● GOAL OF THE EXERCISE
Output the records line for line, starting at the line that contains "Find the tall" and ending after the line that contains "POLYGON ((138 0, 95".

--- START DATA LISTING ---

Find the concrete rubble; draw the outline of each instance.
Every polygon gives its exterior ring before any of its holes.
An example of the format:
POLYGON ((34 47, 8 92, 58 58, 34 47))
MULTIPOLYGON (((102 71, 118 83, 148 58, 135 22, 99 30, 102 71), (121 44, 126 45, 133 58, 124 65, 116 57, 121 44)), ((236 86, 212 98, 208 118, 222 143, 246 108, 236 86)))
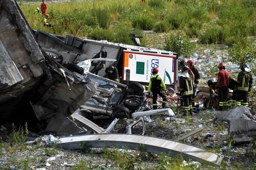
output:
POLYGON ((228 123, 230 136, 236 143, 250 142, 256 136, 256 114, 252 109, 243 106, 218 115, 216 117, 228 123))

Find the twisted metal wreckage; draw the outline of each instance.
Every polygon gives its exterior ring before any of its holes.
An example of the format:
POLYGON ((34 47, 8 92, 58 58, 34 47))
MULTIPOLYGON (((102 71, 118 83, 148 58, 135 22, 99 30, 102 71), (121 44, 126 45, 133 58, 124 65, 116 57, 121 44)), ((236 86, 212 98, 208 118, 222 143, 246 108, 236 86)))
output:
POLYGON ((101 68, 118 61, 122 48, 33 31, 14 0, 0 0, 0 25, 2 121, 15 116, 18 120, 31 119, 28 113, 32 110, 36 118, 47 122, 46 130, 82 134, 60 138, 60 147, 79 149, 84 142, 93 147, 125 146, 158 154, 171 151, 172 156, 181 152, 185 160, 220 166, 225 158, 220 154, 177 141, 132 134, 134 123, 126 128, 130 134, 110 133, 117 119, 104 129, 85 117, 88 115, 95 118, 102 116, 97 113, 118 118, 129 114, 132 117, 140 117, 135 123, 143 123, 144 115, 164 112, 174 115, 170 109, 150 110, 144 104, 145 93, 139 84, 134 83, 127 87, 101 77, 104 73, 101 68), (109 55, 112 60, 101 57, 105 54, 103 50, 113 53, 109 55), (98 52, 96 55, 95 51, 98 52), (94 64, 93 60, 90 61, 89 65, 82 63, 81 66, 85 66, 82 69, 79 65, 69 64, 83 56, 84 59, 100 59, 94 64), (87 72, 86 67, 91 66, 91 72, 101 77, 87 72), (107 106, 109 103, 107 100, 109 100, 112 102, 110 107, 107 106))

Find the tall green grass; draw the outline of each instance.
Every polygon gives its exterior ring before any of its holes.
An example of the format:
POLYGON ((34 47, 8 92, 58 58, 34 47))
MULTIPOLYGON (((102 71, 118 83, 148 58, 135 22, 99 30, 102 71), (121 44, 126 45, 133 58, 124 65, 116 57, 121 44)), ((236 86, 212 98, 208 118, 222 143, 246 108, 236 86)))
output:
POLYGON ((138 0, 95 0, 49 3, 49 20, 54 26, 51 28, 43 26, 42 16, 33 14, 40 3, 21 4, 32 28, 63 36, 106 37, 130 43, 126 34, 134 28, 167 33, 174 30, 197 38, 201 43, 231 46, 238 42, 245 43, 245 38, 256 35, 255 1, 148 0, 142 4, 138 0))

--- END DATA LISTING ---
--- START DATA LISTING ---

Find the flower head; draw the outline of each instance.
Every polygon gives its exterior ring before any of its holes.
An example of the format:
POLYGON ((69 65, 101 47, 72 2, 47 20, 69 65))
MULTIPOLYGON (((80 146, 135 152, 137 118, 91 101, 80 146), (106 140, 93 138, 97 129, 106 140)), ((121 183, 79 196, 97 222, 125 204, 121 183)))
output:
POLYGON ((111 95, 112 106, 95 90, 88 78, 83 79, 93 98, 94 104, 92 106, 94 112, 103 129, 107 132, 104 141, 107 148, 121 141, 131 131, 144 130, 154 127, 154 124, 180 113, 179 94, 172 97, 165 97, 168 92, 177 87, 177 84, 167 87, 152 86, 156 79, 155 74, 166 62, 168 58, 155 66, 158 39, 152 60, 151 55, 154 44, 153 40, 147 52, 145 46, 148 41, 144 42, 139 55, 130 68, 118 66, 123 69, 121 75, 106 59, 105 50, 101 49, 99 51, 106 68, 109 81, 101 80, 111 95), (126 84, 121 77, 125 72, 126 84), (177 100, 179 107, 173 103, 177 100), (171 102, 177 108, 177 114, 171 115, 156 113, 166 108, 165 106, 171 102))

--- END DATA LISTING ---

● SOLUTION FOR THIS PROBLEM
Find the tall green grass; draw the outline of each instance.
Every polygon gives its exterior ring before any of its holes.
An example of the format:
POLYGON ((34 47, 8 92, 58 58, 34 47))
MULTIPOLYGON (((102 71, 118 83, 148 58, 135 22, 99 30, 102 71), (121 44, 126 45, 133 58, 124 65, 116 57, 121 44)), ((236 86, 212 98, 208 118, 222 143, 246 108, 236 86)))
output:
POLYGON ((138 0, 95 0, 49 3, 49 20, 54 26, 51 28, 43 26, 42 16, 33 14, 40 3, 21 4, 32 28, 63 36, 106 37, 130 43, 126 34, 134 28, 167 33, 174 30, 197 38, 201 43, 231 46, 238 42, 245 43, 245 38, 256 35, 255 1, 148 0, 142 4, 138 0))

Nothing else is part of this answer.